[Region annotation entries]
════

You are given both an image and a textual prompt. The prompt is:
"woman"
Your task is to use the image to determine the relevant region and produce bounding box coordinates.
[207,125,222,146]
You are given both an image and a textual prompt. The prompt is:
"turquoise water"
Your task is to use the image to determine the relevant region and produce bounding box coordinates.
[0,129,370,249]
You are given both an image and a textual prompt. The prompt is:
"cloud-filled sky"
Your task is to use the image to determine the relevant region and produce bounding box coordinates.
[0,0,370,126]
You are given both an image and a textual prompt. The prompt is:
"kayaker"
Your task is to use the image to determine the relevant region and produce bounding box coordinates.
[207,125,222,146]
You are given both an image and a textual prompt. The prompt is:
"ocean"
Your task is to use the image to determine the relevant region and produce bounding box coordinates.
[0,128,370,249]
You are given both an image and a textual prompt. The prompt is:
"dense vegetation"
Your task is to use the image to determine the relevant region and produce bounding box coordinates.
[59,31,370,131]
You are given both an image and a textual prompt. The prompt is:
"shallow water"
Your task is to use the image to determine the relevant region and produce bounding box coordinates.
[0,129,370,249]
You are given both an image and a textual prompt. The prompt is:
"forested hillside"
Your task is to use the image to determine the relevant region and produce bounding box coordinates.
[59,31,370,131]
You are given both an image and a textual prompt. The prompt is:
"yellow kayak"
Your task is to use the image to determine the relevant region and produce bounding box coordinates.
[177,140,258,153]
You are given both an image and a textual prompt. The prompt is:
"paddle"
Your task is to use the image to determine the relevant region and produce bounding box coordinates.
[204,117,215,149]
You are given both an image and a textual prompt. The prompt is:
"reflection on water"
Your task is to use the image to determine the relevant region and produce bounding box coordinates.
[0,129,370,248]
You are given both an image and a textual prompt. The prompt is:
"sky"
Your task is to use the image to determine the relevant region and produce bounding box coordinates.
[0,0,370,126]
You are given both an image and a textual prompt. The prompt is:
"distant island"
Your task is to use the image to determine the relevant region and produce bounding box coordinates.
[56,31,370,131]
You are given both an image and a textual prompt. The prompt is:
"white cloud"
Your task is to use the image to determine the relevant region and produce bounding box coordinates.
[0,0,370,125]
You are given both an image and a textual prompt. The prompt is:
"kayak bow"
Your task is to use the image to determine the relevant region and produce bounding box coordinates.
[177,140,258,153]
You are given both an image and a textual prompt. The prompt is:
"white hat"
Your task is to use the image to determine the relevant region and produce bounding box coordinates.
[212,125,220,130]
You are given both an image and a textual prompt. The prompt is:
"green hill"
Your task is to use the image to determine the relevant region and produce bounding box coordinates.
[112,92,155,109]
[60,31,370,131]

════

» Task to carry out:
How many lines of the items above contain the word "water"? Case counts, and the reply should be only the number.

» Answer to this exercise:
3